■ **What is required**
Quote the data below in full, please, without altering anything.

■ **Extracted information**
--

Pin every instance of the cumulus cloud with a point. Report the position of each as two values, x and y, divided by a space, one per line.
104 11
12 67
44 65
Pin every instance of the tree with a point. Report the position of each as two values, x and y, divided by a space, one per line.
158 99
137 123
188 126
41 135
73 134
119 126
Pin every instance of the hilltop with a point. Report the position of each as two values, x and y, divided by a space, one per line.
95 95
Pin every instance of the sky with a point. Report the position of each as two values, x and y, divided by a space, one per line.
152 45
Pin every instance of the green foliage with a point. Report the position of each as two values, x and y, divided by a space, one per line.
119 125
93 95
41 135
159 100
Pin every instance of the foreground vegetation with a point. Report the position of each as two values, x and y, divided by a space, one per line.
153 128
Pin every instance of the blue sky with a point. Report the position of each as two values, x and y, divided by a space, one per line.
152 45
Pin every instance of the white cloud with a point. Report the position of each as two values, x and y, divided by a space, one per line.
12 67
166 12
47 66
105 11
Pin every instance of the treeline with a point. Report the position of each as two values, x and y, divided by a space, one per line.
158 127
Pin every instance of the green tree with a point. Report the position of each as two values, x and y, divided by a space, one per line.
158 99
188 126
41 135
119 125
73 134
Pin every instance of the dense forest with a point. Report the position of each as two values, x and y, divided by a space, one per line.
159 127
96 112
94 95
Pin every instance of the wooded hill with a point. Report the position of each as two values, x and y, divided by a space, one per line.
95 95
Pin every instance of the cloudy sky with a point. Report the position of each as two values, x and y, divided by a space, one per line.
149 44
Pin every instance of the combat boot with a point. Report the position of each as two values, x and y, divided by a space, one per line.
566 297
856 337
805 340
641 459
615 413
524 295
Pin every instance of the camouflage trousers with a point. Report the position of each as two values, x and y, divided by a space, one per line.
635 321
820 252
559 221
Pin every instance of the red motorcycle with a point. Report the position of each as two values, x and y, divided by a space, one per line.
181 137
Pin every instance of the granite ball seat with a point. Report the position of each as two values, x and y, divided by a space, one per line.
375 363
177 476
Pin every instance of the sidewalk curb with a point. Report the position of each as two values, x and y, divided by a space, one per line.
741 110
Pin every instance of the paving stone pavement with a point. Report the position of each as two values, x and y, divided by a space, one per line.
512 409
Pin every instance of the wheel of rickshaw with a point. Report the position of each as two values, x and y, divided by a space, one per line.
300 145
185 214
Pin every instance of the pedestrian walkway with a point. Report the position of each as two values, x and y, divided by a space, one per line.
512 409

--

■ **Completed task**
Pin every instance of the cumulus cloud with a point. Report the position of each as two values, x and y, divided by a space, one per line.
104 11
12 67
44 65
Pin every instance of the tree with a point. Report the position of each as two values, x and y, divided by a space, one per line.
158 99
137 123
188 126
41 135
73 134
119 126
Pin every instance of the hilltop with a point. Report the position of each as two values, x and y, divided by a space, one per line.
95 95
Pin every instance of the sky with a point. Report the position of each as two values, x and y, divided by a space, one per line.
152 45
Pin every instance of the green foliage with a point. Report the position of each as two values, x and y, divided by a space, one per line.
119 125
93 95
41 135
159 100
Pin every instance of the foreground vegetation with a point. Report the position of each as two values, x and y, divided by a space, one per line.
153 128
Pin every instance of the blue sky with a point. Report the position of each as two values, x and y, divided by a space, one per line.
152 45
Pin every instance of the white cloud with a point. Report the position of each as two values, x and y, divided by a space, one per line.
12 67
166 12
47 66
105 11
Pin every instance of the treeline with a point. Report the position of each as two values, x and y, divided by a space, one per line.
158 127
Pin every instance of the green tree with a point. Report the position of each as two values, x and y, divided by a space, one per line.
158 99
188 126
41 135
119 125
73 134
Pin every instance of the dense forest with a point. Report the position of each as two values, x and y, divided by a space, one per line.
159 127
96 112
94 95
Pin every instance of the wooded hill with a point. Report the position of each as two values, x and y, divided by a space, one per line.
95 95
Pin every instance of the cloudy sky with a point. Report the position of each as two values, x and y, divided by a space, one per line.
149 44
Pin every instance of the combat boot with a point. Report the position of each as two values, x and y, divided by a space, one per line.
566 297
856 337
805 340
641 459
615 413
524 295
Pin every instance of the camouflage trousers with a point. Report the position of each as two values, x and y, divided by a space, one per line.
635 321
820 252
559 221
Pin every instance of the red motorcycle with a point. Report the position of each as two values, x and y, divided by a space, one per line.
181 137
Pin every instance of the granite ball seat with a point. Report the position of each as two values, x and y, divided by a space, one per line.
375 363
177 476
Pin every instance of the sidewalk curb with a point. Report the position of each as two values, x and y, divided by a space, one per line.
741 110
Pin every instance of the paving stone pavement with a point. Report the position of each as two values, x and y, divided by a space, one per line.
512 409
Pin every instance of the wheel of rickshaw with a point. Report the position of each as two values, x and y, divided by a space, one per line.
300 145
185 214
Pin every instance of the pedestrian walkway with a point. Report the position of each as two values, x and y, divided by a space, one per line.
512 409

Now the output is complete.